◆ **PASSAGE PROVIDED**:

* * *

WHAT WE DO

PRIORITY CAMPAIGNS

In 2010, as we worked to build a solid foundation for JwJSF’s long-term growth, we also began to play a role in a number of key labor and community campaigns including:

Hotel Workers Support: JwJSF supports the contract and organizing campaigns of San Francisco hotel workers and their union, Unite Here Local 2.  Contracts expired in August 2009 for most of Local 2′s 9,000 members, and the workers and union are also engaged in intensive organizing drives at non-union hotels.  JwJSF builds community and labor support for the hotel workers’ struggle including mobilizing turnout for major actions and pickets, co-leading and/or recruiting participants for  community and faith leader delegations, and upholding the boycott of targeted hotels.

Progressive Revenue Coalition: JwJSF has played a central role in the formation and development of a revived community-labor coalition promoting progressive revenue policies to protect vital public services and good public sector jobs.  The Progressive Revenue Coalition, which is anchored by JwJSF member unions and groups but also includes additional labor, community and political allies, succeeded in placing two progressive revenue measures on the November 2010 ballot (Props J & N) and coordinated voter education and mobilization efforts to pass the Real Estate Transfer Tax which will generate $30+ million per year in new revenue to protect City services and jobs.  JwJSF and the Progressive Revenue Coalition also played a role in building community and political support for the labor movement and the successful campaign to defeat Prop B, also on the November 2010 ballot, which attacked local public sector workers’ pension and health care benefits.

Low-Wage Workers’ Bill of Rights: JwJSF has supported the creation of the San Francisco Progressive Workers Alliance (PWA), a network of community-based worker organizing and advocacy groups that are also member organizations of JwJSF.  The PWA is focused on building a Low Wage Workers Bill of Rights Campaign, which calls for new policies at the local, state and national level to address the urgent problems of wage theft and joblessness in low-income communities of color.

Economic Crisis and Joblessness: JwJSF has worked to strengthen local organizing and movement building around the economic crisis, as part of National JwJ’s Campaign for Full and Fair Employment.  JwJSF organized a community-labor delegation, including two labor leaders and two PWA representatives, to meet with Speaker Pelosi’s office about the jobs crisis and the need for additional job creation legislation.  In September, JwJSF coordinated a well-attended Jobs Emergency action at Senator Feinstein’s office as part of the JwJ-initiated National Day of Action to Declare a Jobs Emergency that included actions in over 100 other cities. PWA groups and JwJSF unions were a core base of the Jobs Emergency action that received coverage by local and national media.

* * *

◆ **SOURCE MATERIAL**:
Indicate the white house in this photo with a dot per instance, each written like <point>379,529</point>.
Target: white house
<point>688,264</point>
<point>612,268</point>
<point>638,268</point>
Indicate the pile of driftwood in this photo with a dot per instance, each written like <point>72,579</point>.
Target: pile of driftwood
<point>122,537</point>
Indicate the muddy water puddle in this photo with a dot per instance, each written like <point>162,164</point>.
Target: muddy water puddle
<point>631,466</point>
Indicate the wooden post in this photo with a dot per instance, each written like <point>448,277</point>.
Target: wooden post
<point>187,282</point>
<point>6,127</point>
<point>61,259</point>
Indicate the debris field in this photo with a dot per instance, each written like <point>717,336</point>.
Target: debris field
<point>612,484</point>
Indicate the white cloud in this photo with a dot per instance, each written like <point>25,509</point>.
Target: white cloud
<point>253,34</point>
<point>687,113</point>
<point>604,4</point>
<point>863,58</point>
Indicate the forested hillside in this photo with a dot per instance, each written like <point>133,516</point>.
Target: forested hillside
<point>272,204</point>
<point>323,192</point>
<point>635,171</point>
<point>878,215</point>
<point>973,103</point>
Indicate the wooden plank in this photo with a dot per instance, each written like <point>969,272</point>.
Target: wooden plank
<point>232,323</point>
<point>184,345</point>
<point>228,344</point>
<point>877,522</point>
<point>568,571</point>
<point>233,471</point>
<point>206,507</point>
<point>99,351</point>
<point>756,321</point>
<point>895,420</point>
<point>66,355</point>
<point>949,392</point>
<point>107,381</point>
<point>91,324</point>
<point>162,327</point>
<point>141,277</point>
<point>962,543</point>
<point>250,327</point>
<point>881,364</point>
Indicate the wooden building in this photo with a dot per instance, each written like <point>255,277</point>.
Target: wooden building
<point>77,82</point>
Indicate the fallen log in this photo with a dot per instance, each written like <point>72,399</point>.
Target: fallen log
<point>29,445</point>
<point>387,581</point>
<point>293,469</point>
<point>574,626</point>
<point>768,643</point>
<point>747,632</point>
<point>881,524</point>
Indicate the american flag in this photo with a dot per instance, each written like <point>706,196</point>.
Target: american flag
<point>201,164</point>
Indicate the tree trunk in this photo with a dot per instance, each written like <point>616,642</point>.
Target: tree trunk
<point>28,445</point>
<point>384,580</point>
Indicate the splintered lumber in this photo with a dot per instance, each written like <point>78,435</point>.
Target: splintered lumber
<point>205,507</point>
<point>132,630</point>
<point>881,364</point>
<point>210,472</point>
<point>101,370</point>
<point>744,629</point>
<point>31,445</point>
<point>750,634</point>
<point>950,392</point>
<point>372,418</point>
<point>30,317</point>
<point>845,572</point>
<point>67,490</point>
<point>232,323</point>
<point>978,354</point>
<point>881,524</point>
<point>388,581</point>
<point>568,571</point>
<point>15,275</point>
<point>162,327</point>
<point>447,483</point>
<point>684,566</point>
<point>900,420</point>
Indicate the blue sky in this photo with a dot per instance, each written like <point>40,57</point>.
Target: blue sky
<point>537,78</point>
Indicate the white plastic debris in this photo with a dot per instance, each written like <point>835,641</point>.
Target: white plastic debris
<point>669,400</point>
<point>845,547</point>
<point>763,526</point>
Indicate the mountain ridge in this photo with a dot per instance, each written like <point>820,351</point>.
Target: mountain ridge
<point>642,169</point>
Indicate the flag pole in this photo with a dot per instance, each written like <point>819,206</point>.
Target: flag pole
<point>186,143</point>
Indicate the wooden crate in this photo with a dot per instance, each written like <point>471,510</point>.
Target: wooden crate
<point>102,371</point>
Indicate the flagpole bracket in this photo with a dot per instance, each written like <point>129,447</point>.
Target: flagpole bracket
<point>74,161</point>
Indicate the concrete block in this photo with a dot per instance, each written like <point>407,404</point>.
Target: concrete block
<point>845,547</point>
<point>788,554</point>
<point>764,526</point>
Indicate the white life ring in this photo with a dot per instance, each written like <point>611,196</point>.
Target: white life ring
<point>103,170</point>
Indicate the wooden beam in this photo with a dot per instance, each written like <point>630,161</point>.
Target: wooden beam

* * *

◆ **USING THE INFORMATION**:
[a] According to the JwJSF campaigns text, how much new revenue per year will the Real Estate Transfer Tax generate?
[b] List every campaign heading under which the JwJSF campaigns text describes the group's work.
[c] Resume the JwJSF campaigns text after its final sentence.

◆ **TASK-BY-TASK ANSWERS**:
[a] More than $30 million per year ($30+ million).

[b] Hotel Workers Support; Progressive Revenue Coalition; Low-Wage Workers' Bill of Rights; Economic Crisis and Joblessness

[c]
California Pacific Medical Center: JwJSF supports community organizations and labor unions in their coordinated campaign with the California Pacific Medical Center (CPMC) and its $2.3 billion hospital development plan.  Working in partnership with the Good Neighbor Coalition and the Coalition for Health Planning San Francisco, JwJSF helps build the grassroots movement of workers and residents to demand that CPMC constructively address a comprehensive set concerns including union representation, job transfer rights and a fair contract for nurses at all CPMC facilities, preserve and rebuild St. Lukes Hospital as a full service health care facility for residents of Southeast San Francisco, provide significant community benefits for impacted residents of the Tenderloin neighborhood, end CPMC’s discriminatory policy against hiring of Filipino nurses and comply with the City’s affordable housing funding requirements.  JwJSF held its first Community and Workers Rights Board (CWRB) hearing on CPMC labor and community issues December 2010.  Over 150 people attended the hearing, held at City Hall, to hear testimony from health care workers and residents and responses from a panel of community, faith and political leaders including Assemblyman Tom Ammiano.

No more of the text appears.